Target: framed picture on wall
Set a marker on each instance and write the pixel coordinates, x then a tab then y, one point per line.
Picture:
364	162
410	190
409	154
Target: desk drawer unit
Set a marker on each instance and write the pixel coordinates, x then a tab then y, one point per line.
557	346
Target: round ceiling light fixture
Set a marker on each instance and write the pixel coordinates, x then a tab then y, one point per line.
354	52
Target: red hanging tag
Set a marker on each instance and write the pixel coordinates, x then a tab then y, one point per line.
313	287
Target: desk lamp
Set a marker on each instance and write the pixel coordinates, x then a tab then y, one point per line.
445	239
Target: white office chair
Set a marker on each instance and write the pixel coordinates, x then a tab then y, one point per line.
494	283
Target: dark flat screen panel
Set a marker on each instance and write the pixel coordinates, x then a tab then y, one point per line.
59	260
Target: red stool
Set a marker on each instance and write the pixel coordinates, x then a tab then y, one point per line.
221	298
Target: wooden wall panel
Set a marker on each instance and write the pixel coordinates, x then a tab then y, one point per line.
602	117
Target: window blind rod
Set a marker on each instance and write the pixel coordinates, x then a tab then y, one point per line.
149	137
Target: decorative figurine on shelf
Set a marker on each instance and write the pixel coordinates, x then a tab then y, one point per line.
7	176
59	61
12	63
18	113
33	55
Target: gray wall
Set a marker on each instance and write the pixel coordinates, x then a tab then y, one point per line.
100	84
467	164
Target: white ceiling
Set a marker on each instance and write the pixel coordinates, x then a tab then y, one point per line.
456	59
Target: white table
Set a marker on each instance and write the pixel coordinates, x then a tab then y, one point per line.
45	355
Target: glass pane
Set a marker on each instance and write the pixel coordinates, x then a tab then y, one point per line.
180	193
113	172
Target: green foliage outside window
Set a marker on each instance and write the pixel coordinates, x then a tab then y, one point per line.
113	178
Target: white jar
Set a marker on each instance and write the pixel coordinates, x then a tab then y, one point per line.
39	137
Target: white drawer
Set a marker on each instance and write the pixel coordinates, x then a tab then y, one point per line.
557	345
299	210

> _Instruction_
Print back all the lines verbatim.

> _Response for this exercise_
Target: framed picture on wall
Set a marker on each instance and write the pixel coordinates, x then a tab then y, one point per line.
Picture:
364	162
410	190
409	154
Target: desk drawer unit
Set a marker on each instance and write the pixel coordinates, x then a tab then y, one point per line.
557	346
Target: round ceiling light fixture
Set a marker on each instance and write the pixel coordinates, x then a tab then y, one point per line.
354	52
Target: red hanging tag
Set a marker on each instance and write the pixel coordinates, x then a tab then y, one point per line.
313	287
Target: desk lamp
Set a marker on each instance and write the pixel coordinates, x then a tab then y, one point per line.
445	239
Target: white office chair
Set a marker on each instance and write the pixel coordinates, x then a tab then y, one point per line.
494	283
Target: dark flat screen panel
Set a marker on each instance and write the pixel coordinates, x then a tab then y, one point per line.
59	260
Target: red stool
Set a marker on each instance and write the pixel coordinates, x then a tab then y, one point per line.
221	298
Target: wooden wall panel
Set a marker on each instance and write the pixel coordinates, x then a tab then y, one point per line.
602	117
Target: window blind rod
Set a marker on each instance and write the pixel coordinates, x then a tab then y, one point per line.
149	137
Target: decorative figurine on shelf
Set a marker on each instance and write the pixel coordinates, x then a tab then y, one point per line.
7	176
59	61
12	63
18	113
33	55
Target: gray wall
Set a marker on each instance and write the pixel coordinates, x then a tab then y, one point per line.
100	84
467	164
Target: white ceiling
Set a marker on each instance and write the pixel coordinates, x then a tab then y, one point per line.
456	59
Target: white table
Set a marker on each instance and write the pixel coordinates, x then a tab then y, one point per line.
45	355
Target: glass pane
Set a marker on each instance and write the pixel coordinates, x then a tab then y, one point per line.
180	193
113	172
Target: green foliage outside window
Set a marker on each instance and write the pixel coordinates, x then a tab then y, one point per line.
113	178
Target: white jar
Set a marker on each instance and write the pixel coordinates, x then a tab then y, one point per line.
39	137
Target: white drawer
Set a marker on each instance and write the pixel coordinates, x then a tab then y, one point per line.
557	345
299	210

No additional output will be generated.